--- Start of Document extract ---

# Shark Meat



## jerkyaddict (Feb 16, 2008)

anyone here ever smoke some shark steak's ???? or swordfish maybe ??
i have dined on both grilled but i think i might like to smoke some mako or sword . anybody have a nice recipe ??


----------



## jdfire40 (Feb 16, 2008)

Never had them smoked, but I've had my fair share of fried shark & grilled swords.  Next sword we catch I'll try it out & let you know.  We have a pretty good swordfish fishery here in the northern gulf.  Makos are pretty hot right now at the lump (off of Louisiana).  Here in the next month or so we will have makos cruising the beach looking for cobia!


----------



## funh2o (Feb 16, 2008)

I have tasted smoked swordfish from a fish market out in San Pedro CA. It is awsome smoked. I have never smoked it myself, but would love to try and duplicate the taste. It is kind of expensive to experiment with but think it would be worth the expense if you got the time and temps right. I would also like to know if anyone has smoked swordfish and has a recipe for it.


Happy Smokin

Steve


----------



## flash (Feb 16, 2008)

--- End of Document extract ---
--- Start of Stored records ---

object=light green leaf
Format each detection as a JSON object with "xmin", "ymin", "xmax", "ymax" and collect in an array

--- End of Stored records ---
--- Start of Stored records ---

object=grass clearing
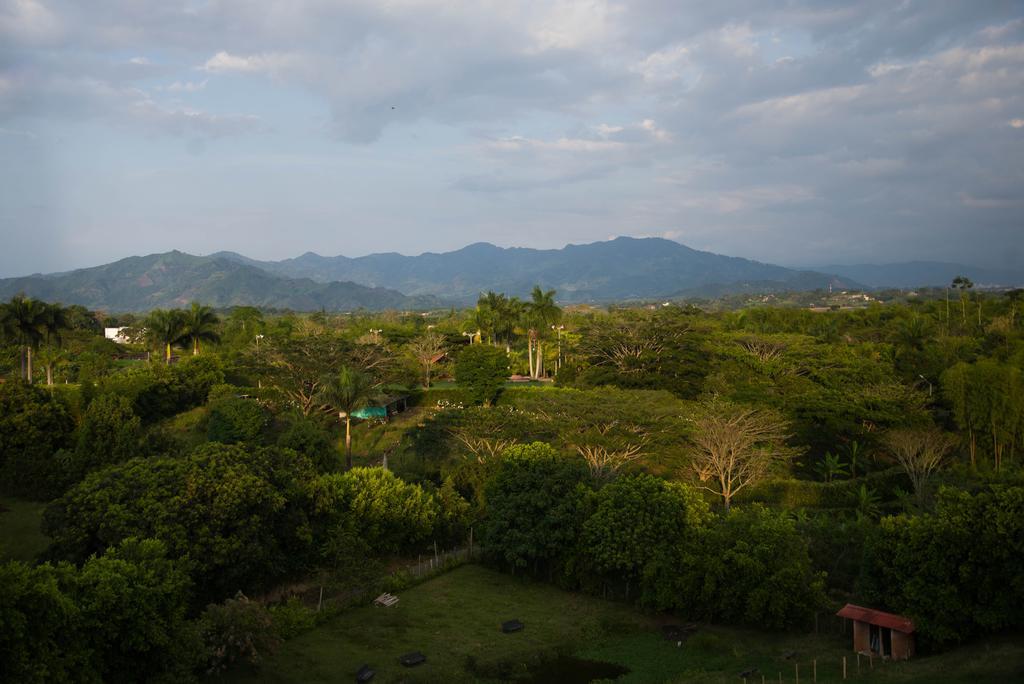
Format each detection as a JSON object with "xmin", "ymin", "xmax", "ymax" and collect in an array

--- End of Stored records ---

**Exercise:**
Carry on the forum thread about smoking shark and swordfish from the point where it stops.

**Result of the task:**
Not tried shark smoked either. I like it grilled or fried. A good dip for shark and also oily type fish is Krafts Sundried Tomato salad dressing.


----------



## stlmatt (Feb 18, 2008)

I have smoked and grill alot of shark over the years, we go fishing in Florida every year and always try to bring back some shark, heres a
recipe for shark or swordfish, its awesome. 
1/2 cup of soy sauce,
1/2 cup of orange juice, 1/4 cup ketchup, 2 tbs lemon juice, 2 cloves
garlic, 1/3 tbs black pepper, 1/4 chop parsley(optional). 
marinate for 4-5 hour. 
If smoking, it takes a couple of hrs and grilling takes around 7-10 minutes depending on the size of your steaks, keep
the left over marinate sprinkle over the finished product. I rather grill
shark & swordfish over smoking, but both are very good.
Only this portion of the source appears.